Could you rewrite the data from the line containing "Would you mind annotating the green bangle" down to the end, changing "with a dot" to "with a point" and keeping everything else unchanged?

(Dataset records)
-*-

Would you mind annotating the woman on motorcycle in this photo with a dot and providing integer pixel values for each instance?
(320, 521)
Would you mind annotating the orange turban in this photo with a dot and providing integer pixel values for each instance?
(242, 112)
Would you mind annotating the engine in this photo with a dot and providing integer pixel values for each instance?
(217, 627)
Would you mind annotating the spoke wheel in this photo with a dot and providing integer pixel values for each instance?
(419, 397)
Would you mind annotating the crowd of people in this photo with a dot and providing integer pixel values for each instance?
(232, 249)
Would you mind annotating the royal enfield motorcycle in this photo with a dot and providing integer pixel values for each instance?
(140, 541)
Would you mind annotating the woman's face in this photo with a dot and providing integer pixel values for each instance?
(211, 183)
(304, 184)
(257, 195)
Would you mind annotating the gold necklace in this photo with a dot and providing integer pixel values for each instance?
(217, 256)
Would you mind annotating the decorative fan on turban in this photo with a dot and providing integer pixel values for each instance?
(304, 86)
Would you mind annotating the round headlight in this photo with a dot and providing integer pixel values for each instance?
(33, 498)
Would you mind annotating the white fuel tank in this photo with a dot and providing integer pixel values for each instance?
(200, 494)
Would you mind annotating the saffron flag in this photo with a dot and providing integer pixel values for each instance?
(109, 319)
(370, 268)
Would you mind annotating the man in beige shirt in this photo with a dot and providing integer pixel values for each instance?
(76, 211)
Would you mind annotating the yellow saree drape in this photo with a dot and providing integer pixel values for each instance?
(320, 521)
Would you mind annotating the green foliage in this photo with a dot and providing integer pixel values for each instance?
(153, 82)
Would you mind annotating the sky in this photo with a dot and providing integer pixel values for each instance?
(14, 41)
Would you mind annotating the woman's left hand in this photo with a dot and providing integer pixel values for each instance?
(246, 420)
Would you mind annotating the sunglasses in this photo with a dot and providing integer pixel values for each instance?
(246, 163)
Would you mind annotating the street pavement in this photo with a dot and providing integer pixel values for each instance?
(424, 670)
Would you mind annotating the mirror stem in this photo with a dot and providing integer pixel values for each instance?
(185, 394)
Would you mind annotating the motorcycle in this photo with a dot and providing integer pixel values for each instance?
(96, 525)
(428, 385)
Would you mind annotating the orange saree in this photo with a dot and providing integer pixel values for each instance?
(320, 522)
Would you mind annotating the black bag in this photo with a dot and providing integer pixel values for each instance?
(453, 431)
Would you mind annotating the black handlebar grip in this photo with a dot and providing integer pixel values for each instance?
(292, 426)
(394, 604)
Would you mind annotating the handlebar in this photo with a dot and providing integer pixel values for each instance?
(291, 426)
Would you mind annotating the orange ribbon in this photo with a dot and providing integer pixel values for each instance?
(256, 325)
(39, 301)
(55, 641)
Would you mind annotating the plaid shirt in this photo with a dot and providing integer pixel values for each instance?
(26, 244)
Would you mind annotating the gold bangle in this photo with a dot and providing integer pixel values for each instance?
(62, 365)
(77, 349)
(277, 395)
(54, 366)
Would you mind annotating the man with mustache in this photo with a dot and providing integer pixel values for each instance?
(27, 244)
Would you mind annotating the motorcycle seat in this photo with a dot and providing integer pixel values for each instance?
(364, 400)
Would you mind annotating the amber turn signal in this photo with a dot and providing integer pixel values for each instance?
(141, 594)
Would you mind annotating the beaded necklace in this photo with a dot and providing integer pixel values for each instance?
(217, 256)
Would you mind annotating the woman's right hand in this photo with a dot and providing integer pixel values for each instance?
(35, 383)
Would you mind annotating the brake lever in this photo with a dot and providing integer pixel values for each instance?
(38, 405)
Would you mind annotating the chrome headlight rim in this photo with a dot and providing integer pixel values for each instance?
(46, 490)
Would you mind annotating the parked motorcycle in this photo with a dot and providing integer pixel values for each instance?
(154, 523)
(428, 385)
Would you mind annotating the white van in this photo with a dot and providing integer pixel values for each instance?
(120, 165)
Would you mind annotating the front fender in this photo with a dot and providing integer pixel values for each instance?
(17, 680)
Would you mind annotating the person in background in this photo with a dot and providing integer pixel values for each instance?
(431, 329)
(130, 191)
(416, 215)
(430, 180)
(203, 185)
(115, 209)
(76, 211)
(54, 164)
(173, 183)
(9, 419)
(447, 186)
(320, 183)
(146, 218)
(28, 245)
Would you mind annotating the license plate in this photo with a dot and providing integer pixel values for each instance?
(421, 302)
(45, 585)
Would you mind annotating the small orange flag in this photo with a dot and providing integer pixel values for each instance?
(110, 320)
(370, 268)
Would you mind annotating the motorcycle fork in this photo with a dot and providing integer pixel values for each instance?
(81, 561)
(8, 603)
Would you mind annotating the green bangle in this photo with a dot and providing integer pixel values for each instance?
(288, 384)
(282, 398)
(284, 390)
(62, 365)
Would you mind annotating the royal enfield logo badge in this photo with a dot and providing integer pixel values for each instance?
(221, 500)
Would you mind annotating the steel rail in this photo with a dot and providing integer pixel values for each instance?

-*-

_TASK RESULT_
Would you mind annotating the green bangle in this photo with a point and providing integer pixel values for each instance?
(288, 384)
(282, 398)
(284, 390)
(62, 365)
Would you mind annotating the royal enfield logo badge in this photo with a point and providing integer pixel values for each instance?
(221, 500)
Would you mind annotating the steel rail in this photo with a point and providing integer pixel values for each instance?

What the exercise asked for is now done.